:: Textausschnitt ::
Zwei Jahre in der »Ecosphäre«

T. C. Boyle: Sein neuer Roman »Die Terranauten« handelt von einem fragwürdigen Experiment

  • Florian Schmid
  • Lesedauer: 3 Min.

Der US-amerikanische Schriftsteller T. C. Boyle ist mit seinen ziegelsteingroßen, handwerklich meist auf relativ hohem Niveau gemachten und süffigen Unterhaltungsromanen immer nahe an den aktuellen Themen unserer Zeit. In seinem neuen 600 Seiten dicken Epos »Die Terranauten« geht es um die derzeit immer wieder heiß herbeigesehnten Weltraumflüge Richtung Mars bzw. um deren praktische Vorbereitung. Wie verhalten sich Menschen, die ein oder zwei Jahre zusammen auf engem Raum eingesperrt sind? Damit experimentierte man in den USA schon Anfang der 1990er Jahre.

In Tucson, Arizona, steht mitten in der Wüste ein gewächshausartiger Gebäudekomplex, wo Menschen in einer künstlich angelegten Biosphäre zwei Jahre von der Außenwelt abgeschottet leben sollten. Auch wenn das privat finanzierte und von der NASA mit großem Interesse beobachtete Experiment damals vorzeitig scheiterte - vor allem an Insektenbefall -, nimmt T. C. Boyle diese Geschichte als Ausgangspunkt seines Romans und exerziert durch, was passiert, wenn acht Menschen zwei Jahre lang im Namen eines wissenschaftlichen Experiments auf Gedeih und Verderb miteinander auskommen müssen. Klar, dass es dabei immer wieder ganz gewaltig kracht.

Denn die acht Auserwählten, die für zwei Jahre in dem Habitat mit verschiedenen Klimazonen von Wald bis Savanne inklusive eines kleinen Ozeans mit Korallenriff und künstlichem Wellengang leben dürfen, müssen sich erst im wettbewerbsbasierten Verfahren bewähren. Wer auf der Strecke bleibt, darf nicht rein. Das Ganze hat dadurch auch etwas von »Dschungelcamp« und »Big Brother«. Denn natürlich wird jede Kleinigkeit in der Ecosphäre, so der Name der künstlichen Welt, überwacht - egal ob es um den vierteljährlich gemessenen Körperumfang geht, der mit knapper werdenden Ressourcen drastisch abnimmt, oder um das mit typisch amerikanischer Bigotterie beobachtete Sexualverhalten.

Was das Personal in der Ecosphäre angeht, überrascht T. C. Boyle leider wenig: neben dem sportlichen Macker und der gut aussehenden Blondine gibt es natürlich den eigenartigen Nerd, die engagierte Teamleiterin und verschiedene andere Charaktere, die allesamt etwas eindimensional geraten sind.
:::
Aufgabe 1 - Welche Figurentypen unter den Bewohnern der Ecosphäre zählt die Rezension zu »Die Terranauten« ausdrücklich auf? Nenne alle.
Aufgabe 2 - Schreibe die Rezension zu »Die Terranauten« im Anschluss an ihren letzten Satz weiter.
:: Daten ::
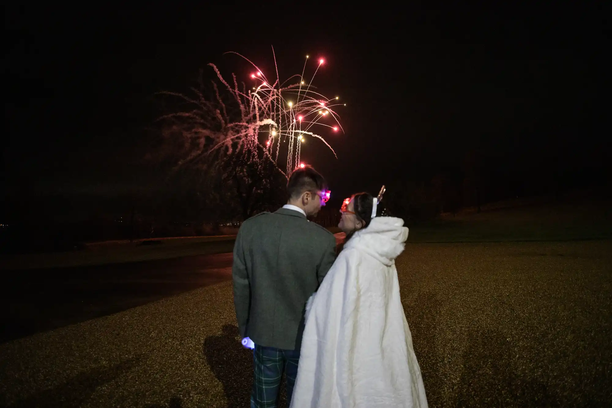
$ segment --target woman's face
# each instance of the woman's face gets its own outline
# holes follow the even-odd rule
[[[357,214],[355,214],[355,204],[353,199],[346,206],[346,210],[340,210],[342,217],[340,218],[340,224],[338,227],[342,230],[342,232],[349,234],[353,231],[361,229],[364,226],[364,222],[361,221]]]

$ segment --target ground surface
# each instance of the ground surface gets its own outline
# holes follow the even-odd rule
[[[397,267],[430,406],[612,399],[612,241],[410,244]],[[231,284],[202,287],[0,344],[0,406],[247,406],[239,342]]]

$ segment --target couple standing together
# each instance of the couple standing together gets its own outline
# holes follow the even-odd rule
[[[291,408],[427,407],[395,266],[403,221],[381,216],[380,197],[354,195],[337,257],[334,235],[307,219],[329,198],[323,176],[296,170],[287,192],[234,247],[238,326],[255,343],[251,407],[277,406],[283,372]]]

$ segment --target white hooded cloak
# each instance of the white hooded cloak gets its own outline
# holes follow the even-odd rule
[[[291,408],[426,408],[395,259],[408,229],[373,219],[308,301]]]

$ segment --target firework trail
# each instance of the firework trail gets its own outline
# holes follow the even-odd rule
[[[321,140],[335,156],[325,138],[315,132],[319,129],[328,134],[342,130],[335,108],[344,104],[337,103],[338,97],[327,98],[321,95],[312,86],[324,60],[321,58],[316,61],[315,74],[310,81],[306,81],[304,74],[310,61],[306,56],[302,75],[294,75],[281,82],[274,48],[272,53],[276,74],[274,82],[250,59],[232,51],[226,53],[238,55],[252,66],[253,71],[247,80],[251,83],[250,89],[247,89],[244,81],[239,86],[233,74],[231,83],[226,81],[216,66],[209,64],[222,88],[225,88],[224,93],[220,93],[213,82],[214,100],[206,99],[202,92],[195,88],[192,89],[196,96],[194,97],[161,93],[179,97],[193,108],[160,118],[172,121],[173,130],[180,132],[188,140],[192,151],[179,165],[213,153],[227,155],[237,150],[248,153],[250,160],[264,157],[272,160],[287,177],[299,166],[301,145],[307,138]],[[281,167],[285,167],[285,170]]]

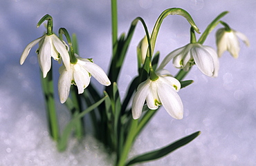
:::
Antwort 1 -
- der sportliche Macker
- die gut aussehende Blondine
- der eigenartige Nerd
- die engagierte Teamleiterin

Antwort 2 -
Fast entsteht der Eindruck, als würde T. C. Boyle in seinem mittlerweile 16. Roman nicht mehr zur Form alter Tage zurückfinden. Die frühe Romane des 1948 geborenen, in Kalifornien lebenden Autors über die hippieske Gegenkultur wie in »Worlds End« oder »Grün ist die Hoffnung« waren jedenfalls weitaus inspirierter. Wobei sich auch »Die Terranauten« über Strecken als Allegorie auf die »Post-68er-Gegenkultur« lesen lässt. Denn die Motivation der acht Eingeschlossenen ist bei all ihrer Karrieregeilheit auch eng mit der Idee einer radikal ökologisch bewussten Lebensweise verbunden. Die Ecosphäre ist gewissermaßen eben auch eine Öko-Kommune, die aber von den Machern im Kontrollzentrum unter der Fuchtel des alles bezahlenden Milliardärs medial maximal ausgeschlachtet wird. Im Souvenir-Shop werden sogar kleine Puppen der acht Terranauten feilgeboten.

Eine dramatische Wendung nimmt das über mehrere Hundert Seiten manchmal etwas zu beliebig dahinplätschernde Epos dann getreu dem üblichen Boyle’schen Spannungsbogen aber doch noch. Denn die schöne Dawn, im Ecosphären-Kommune-Beruf Nutztierwärterin, also diejenige, die die Ziegen melkt, wird plötzlich schwanger und gefährdet damit die oberste Priorität, nämlich keinesfalls die Luftschleuse nach außen zu öffnen. Oder soll sie das Kind etwa in der abgeschlossenen Blase der Ecosphäre bekommen?

Wie eskalativ und entsolidarisierend sich Menschen in einer solchen Situation gebärden können, das fängt Boyle durchaus gekonnt ein. Auch wenn der Gedanke dahinter, dass kollektive, solidarische Strukturen immer zum Scheitern verurteilt sind, auch einen seltsamen Beigeschmack hat. Vom kalifornischen Hippieautor T. C. Boyle hätte man sich da mehr erwartet.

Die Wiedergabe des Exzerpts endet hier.